#### WHAT TO DO:
Only the lines from the start of the data to the line containing "of the white", both included, should be output, exactly and without pictures.

*** Opening of TASK DATA ***

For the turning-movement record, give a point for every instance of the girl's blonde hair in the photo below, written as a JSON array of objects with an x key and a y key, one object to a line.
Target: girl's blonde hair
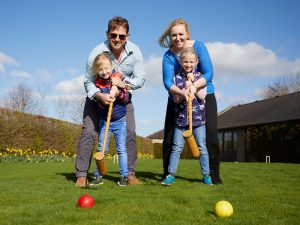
[
  {"x": 164, "y": 39},
  {"x": 98, "y": 62},
  {"x": 187, "y": 51}
]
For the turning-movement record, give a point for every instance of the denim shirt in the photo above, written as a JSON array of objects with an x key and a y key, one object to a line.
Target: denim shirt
[
  {"x": 181, "y": 109},
  {"x": 131, "y": 66}
]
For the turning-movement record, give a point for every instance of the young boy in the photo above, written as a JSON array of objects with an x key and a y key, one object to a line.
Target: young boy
[
  {"x": 109, "y": 82},
  {"x": 188, "y": 60}
]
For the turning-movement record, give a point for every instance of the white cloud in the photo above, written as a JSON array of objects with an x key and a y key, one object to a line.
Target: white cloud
[
  {"x": 72, "y": 71},
  {"x": 73, "y": 86},
  {"x": 20, "y": 74},
  {"x": 250, "y": 59},
  {"x": 5, "y": 59},
  {"x": 153, "y": 70}
]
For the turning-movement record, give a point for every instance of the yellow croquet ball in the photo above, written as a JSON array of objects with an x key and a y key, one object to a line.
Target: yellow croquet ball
[{"x": 223, "y": 209}]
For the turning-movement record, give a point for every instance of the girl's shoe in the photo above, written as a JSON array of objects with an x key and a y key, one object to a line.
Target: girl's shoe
[
  {"x": 168, "y": 180},
  {"x": 207, "y": 180}
]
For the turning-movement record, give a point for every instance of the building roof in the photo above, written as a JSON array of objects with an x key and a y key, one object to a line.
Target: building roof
[{"x": 278, "y": 109}]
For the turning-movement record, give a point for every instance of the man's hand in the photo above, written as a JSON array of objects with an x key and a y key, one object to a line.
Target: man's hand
[
  {"x": 114, "y": 91},
  {"x": 104, "y": 99}
]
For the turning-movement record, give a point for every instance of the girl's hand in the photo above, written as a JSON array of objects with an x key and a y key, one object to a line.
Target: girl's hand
[
  {"x": 117, "y": 82},
  {"x": 191, "y": 76}
]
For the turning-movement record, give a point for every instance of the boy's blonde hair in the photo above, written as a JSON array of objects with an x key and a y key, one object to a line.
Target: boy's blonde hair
[
  {"x": 164, "y": 39},
  {"x": 98, "y": 62},
  {"x": 187, "y": 51}
]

*** Close of TASK DATA ***

#### WORKED SOLUTION:
For the turning-movement record, give a point for every instance of the girl's blonde hair in the photo below, written as a JSON array of objects with an x key and a y key, one object to a line.
Target: girl's blonde hair
[
  {"x": 164, "y": 39},
  {"x": 98, "y": 62},
  {"x": 187, "y": 51}
]
For the turning-movement record, give a point for every instance of the denim shirt in the photo above, written as a JSON array of objects with an x key and a y key, one object to a line.
Target: denim shirt
[
  {"x": 181, "y": 109},
  {"x": 131, "y": 66}
]
For the turning-movement record, give a point for every instance of the young boy in the photo above, written as a JSON array of objects with an x key and a y key, one object to a line.
Target: young boy
[
  {"x": 109, "y": 82},
  {"x": 188, "y": 60}
]
For the turning-movement record, give a point for every instance of the white cloud in the photo above, written as a JSON array of objects with an x key and a y key, one object to a line.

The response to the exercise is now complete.